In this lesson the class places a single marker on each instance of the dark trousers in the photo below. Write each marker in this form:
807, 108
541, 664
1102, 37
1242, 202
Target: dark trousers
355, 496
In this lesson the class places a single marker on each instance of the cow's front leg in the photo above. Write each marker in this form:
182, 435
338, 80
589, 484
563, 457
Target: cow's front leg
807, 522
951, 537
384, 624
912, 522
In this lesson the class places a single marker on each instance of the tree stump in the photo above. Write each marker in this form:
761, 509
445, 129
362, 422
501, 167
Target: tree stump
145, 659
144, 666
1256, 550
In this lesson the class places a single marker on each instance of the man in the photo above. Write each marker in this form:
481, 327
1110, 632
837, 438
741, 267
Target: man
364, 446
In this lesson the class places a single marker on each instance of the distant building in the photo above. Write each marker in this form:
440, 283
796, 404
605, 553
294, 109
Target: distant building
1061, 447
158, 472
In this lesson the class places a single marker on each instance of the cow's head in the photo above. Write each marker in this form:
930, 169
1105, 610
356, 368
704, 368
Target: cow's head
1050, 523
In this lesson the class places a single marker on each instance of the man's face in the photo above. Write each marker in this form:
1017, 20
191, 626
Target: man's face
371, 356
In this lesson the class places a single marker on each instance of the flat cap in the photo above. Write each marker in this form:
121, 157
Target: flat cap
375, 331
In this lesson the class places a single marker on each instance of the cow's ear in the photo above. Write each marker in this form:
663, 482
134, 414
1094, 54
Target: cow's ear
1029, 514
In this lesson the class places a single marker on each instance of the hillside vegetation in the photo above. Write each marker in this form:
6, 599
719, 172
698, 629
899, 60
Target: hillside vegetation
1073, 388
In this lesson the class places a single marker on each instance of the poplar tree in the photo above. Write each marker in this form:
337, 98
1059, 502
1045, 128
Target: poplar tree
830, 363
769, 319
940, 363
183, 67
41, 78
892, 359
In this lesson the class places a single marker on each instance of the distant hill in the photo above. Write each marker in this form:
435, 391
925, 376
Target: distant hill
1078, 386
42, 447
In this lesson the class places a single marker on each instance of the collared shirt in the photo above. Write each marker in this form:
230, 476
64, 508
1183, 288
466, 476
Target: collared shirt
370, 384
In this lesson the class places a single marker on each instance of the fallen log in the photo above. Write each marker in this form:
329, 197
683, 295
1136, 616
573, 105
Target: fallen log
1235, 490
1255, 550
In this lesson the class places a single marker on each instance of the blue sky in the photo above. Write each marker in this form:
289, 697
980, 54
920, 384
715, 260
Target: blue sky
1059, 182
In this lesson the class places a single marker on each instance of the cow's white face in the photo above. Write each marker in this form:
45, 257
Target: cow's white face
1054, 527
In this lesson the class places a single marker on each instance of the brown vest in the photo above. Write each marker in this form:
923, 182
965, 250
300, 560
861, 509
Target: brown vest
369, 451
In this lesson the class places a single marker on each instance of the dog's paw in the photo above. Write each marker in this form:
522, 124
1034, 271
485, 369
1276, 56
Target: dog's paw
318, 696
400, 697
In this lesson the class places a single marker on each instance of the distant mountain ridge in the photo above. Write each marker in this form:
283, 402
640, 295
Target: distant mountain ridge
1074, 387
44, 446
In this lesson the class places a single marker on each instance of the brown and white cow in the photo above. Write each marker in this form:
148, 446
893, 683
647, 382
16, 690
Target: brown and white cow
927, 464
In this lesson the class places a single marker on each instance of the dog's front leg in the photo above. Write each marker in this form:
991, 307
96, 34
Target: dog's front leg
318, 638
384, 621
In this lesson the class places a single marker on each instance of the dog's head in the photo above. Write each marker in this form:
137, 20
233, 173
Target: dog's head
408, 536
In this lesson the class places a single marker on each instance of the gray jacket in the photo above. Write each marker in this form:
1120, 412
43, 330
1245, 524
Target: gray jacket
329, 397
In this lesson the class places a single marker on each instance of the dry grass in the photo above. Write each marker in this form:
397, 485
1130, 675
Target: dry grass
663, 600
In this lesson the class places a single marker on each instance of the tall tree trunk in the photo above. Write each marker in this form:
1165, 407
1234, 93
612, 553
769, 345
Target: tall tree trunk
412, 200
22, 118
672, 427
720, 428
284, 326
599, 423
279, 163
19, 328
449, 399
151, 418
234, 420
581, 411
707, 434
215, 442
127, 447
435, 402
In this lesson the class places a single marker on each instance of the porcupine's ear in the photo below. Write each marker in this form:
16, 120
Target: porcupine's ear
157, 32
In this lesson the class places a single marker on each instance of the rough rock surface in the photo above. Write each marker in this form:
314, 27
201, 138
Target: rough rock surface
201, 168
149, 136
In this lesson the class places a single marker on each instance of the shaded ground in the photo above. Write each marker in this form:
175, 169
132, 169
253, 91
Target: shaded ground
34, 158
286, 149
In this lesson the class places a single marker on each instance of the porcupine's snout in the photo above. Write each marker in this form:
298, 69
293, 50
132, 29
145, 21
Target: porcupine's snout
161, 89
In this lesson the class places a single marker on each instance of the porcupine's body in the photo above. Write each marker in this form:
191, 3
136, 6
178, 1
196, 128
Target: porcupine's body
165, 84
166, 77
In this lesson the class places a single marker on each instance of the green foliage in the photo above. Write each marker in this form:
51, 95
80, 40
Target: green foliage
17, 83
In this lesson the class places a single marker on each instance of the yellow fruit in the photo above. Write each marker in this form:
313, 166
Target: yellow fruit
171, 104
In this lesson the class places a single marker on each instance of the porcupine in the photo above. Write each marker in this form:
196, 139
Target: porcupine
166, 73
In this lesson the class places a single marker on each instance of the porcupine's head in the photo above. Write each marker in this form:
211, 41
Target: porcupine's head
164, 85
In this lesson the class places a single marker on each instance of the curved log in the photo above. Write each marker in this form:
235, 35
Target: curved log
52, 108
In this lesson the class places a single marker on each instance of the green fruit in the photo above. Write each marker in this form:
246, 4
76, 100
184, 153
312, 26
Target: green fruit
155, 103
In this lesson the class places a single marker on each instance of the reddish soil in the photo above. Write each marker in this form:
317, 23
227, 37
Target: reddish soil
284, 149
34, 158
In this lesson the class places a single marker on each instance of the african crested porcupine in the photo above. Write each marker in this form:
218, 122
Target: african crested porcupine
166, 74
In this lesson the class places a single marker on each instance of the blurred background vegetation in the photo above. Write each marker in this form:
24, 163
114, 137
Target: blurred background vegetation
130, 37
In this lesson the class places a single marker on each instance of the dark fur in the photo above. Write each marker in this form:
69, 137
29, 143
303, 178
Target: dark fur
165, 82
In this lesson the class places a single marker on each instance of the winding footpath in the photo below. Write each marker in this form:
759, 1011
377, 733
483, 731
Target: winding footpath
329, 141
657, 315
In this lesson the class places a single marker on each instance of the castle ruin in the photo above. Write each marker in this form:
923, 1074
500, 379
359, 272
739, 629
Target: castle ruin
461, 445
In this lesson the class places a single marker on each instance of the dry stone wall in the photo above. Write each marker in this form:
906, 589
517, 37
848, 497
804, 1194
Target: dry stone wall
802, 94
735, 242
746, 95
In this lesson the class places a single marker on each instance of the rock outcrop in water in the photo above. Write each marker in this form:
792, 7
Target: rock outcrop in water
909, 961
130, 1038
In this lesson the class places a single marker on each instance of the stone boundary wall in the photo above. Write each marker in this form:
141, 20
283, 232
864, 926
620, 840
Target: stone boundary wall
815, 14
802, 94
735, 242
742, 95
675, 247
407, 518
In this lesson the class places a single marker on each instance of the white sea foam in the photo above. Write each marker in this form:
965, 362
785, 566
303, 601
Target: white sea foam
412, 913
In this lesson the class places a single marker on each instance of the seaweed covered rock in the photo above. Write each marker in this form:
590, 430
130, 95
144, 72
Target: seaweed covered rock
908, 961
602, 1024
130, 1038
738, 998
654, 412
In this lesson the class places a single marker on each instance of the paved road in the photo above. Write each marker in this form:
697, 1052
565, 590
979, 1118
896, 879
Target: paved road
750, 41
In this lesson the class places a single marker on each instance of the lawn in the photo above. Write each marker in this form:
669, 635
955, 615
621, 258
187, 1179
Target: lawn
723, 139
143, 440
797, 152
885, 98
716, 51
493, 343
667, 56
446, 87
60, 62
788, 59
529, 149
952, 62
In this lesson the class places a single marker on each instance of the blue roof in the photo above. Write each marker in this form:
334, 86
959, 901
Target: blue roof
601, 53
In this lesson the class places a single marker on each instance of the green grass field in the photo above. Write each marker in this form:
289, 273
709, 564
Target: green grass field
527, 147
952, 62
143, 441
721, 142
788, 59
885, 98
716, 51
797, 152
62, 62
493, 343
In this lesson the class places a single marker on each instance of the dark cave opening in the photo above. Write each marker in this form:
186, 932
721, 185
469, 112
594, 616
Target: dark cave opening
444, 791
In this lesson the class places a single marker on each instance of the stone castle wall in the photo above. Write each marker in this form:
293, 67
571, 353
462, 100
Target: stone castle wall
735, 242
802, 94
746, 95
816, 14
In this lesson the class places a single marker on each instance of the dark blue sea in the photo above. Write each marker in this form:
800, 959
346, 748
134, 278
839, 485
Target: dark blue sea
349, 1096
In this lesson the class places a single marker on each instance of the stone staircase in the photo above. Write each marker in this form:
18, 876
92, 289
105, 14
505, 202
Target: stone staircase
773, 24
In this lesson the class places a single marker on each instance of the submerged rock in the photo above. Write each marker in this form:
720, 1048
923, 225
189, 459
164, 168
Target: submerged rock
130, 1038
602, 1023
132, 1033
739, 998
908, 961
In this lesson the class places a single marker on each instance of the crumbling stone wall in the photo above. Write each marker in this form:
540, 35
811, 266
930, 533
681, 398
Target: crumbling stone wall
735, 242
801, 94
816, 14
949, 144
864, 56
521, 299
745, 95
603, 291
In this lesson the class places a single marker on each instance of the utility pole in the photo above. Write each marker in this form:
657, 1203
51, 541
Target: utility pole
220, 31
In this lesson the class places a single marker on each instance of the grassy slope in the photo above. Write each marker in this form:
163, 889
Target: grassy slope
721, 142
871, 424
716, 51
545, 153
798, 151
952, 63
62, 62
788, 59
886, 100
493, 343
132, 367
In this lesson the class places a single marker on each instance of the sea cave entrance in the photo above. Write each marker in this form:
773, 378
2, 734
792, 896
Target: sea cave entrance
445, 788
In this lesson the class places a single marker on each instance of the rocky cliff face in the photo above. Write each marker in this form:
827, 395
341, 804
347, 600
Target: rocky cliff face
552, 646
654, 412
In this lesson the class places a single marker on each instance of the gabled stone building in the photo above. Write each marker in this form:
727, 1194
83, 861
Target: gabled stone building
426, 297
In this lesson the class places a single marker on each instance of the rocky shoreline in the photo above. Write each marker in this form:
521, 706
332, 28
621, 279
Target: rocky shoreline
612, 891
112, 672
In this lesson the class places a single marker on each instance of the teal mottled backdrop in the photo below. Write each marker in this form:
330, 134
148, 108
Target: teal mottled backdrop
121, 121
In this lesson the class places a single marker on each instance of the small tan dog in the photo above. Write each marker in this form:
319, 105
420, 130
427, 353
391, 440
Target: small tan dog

· · · · · · ·

■ **SHORT EXERCISE**: Every line from the one containing "of the submerged" through the end of the entries above must be echoed exactly, with both ends kept.

■ **CORRECT ANSWER**:
In this lesson the class places a single marker on each instance of the submerged rock in the photo above. Write each marker in this form:
720, 1048
923, 225
189, 459
164, 168
Target: submerged rock
130, 1038
602, 1023
132, 1033
739, 998
908, 961
In this lesson the class places a single marker on each instance of the crumbling stone wall in the photo above. Write each marker in this form:
540, 35
811, 266
930, 533
681, 398
Target: crumbling stone wall
735, 242
801, 94
816, 14
949, 144
864, 56
521, 299
745, 95
603, 291
In this lesson the class places a single marker on each instance of the utility pole in the photo above. Write each marker in this form:
657, 1203
51, 541
Target: utility pole
220, 31
In this lesson the class places a single marker on each instance of the grassy slope in the photo above. Write each marker in this form:
163, 889
Target: grassy slope
721, 142
871, 424
716, 51
545, 153
798, 151
952, 63
62, 62
788, 59
886, 100
493, 343
132, 367
In this lesson the class places a single marker on each instance of the sea cave entrance in the photo above. Write each marker in this form:
773, 378
2, 734
792, 896
Target: sea cave entrance
445, 788
In this lesson the class places a single marker on each instance of the rocky cliff face in the photo above. Write each marker in this form:
827, 395
341, 804
347, 600
Target: rocky cliff face
552, 646
654, 412
In this lesson the class places a single marker on each instance of the gabled stone building in the photo above. Write each marker in this form:
727, 1194
83, 861
Target: gabled stone building
426, 297
In this lesson the class places a single marker on each instance of the rocky shoreline in the photo above. Write each marker in this form:
521, 706
332, 28
621, 279
Target: rocky shoreline
612, 891
112, 672
In this lesson the class places a single marker on each instance of the teal mottled backdrop in the photo below. Write each marker in this form:
330, 134
148, 108
Target: teal mottled backdrop
121, 121
In this lesson the class places a single marker on each instance of the small tan dog in the photo above. Write each marker in this form:
319, 105
420, 130
427, 353
391, 440
Target: small tan dog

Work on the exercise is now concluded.